» What to produce
Which lines in the rows below contain the string "foliage"? Copy each one in full.

» Records for this task
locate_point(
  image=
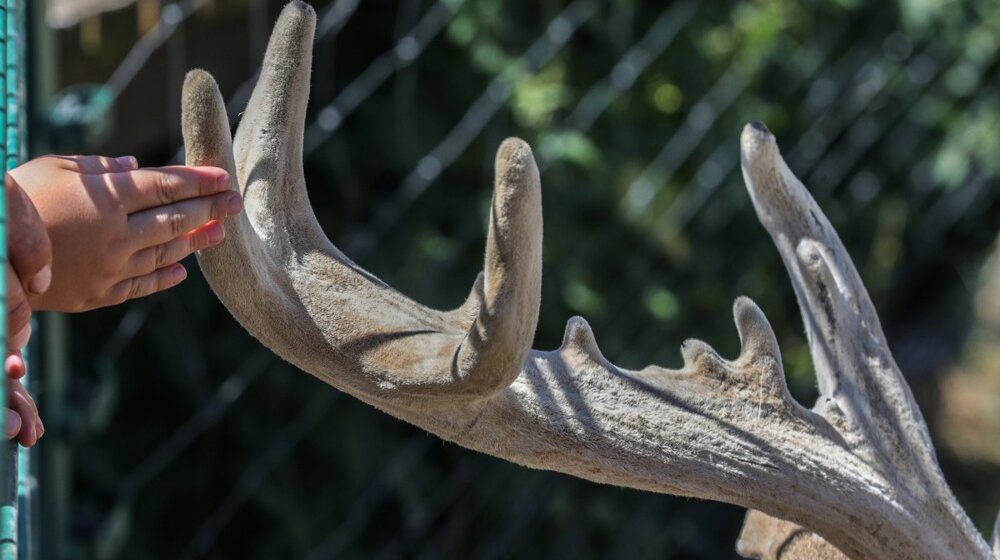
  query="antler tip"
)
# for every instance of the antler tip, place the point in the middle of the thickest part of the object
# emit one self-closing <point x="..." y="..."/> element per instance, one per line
<point x="756" y="335"/>
<point x="300" y="6"/>
<point x="580" y="336"/>
<point x="755" y="138"/>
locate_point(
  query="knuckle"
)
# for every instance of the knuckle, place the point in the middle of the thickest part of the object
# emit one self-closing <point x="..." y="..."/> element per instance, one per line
<point x="160" y="256"/>
<point x="134" y="289"/>
<point x="177" y="222"/>
<point x="166" y="188"/>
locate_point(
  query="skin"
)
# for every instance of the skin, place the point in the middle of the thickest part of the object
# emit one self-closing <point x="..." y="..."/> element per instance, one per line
<point x="88" y="232"/>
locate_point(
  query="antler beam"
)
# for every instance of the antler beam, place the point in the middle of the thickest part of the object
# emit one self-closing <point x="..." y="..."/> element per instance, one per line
<point x="859" y="469"/>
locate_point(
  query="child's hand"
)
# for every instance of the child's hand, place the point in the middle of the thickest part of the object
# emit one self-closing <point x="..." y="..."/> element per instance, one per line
<point x="117" y="231"/>
<point x="29" y="263"/>
<point x="21" y="418"/>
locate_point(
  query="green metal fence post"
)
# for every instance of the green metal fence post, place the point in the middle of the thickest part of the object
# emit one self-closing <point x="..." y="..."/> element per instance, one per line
<point x="18" y="481"/>
<point x="8" y="508"/>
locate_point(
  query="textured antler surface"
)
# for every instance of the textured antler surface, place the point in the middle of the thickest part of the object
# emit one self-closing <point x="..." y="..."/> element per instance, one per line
<point x="858" y="470"/>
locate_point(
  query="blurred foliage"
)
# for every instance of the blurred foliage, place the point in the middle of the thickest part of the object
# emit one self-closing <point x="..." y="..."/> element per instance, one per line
<point x="888" y="111"/>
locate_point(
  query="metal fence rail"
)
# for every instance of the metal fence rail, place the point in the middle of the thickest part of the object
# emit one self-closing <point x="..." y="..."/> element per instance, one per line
<point x="18" y="481"/>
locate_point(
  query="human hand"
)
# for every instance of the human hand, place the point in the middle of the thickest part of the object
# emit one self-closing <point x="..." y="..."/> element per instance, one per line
<point x="21" y="419"/>
<point x="29" y="271"/>
<point x="29" y="263"/>
<point x="118" y="231"/>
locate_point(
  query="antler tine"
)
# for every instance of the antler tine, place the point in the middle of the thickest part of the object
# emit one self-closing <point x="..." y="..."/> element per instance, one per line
<point x="369" y="330"/>
<point x="862" y="390"/>
<point x="718" y="429"/>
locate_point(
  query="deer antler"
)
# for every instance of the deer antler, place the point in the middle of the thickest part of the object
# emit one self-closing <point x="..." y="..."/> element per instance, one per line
<point x="859" y="469"/>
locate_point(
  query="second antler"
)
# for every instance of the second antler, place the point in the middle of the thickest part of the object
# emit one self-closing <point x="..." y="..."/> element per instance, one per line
<point x="859" y="469"/>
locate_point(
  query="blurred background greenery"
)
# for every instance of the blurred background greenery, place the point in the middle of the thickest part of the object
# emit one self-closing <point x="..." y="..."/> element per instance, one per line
<point x="173" y="434"/>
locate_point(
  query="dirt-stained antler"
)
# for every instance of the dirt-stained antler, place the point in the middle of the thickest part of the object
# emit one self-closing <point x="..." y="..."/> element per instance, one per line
<point x="859" y="469"/>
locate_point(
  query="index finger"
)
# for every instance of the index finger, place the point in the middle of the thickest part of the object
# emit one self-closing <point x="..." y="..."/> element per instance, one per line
<point x="142" y="189"/>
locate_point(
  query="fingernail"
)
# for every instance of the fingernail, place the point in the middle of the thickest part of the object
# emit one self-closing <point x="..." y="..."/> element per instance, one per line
<point x="128" y="162"/>
<point x="13" y="366"/>
<point x="11" y="423"/>
<point x="178" y="273"/>
<point x="20" y="340"/>
<point x="235" y="204"/>
<point x="216" y="233"/>
<point x="41" y="281"/>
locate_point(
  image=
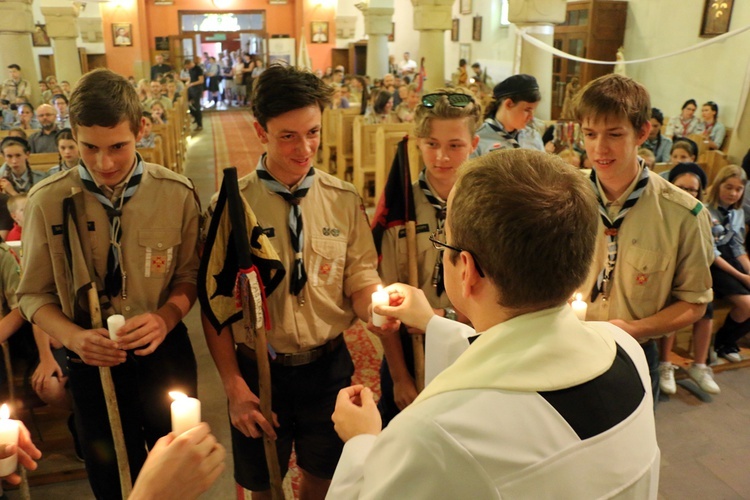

» Result
  query="blurred foliage"
# for every instance of the blurred foliage, place the point in the middle of the thickest part of the object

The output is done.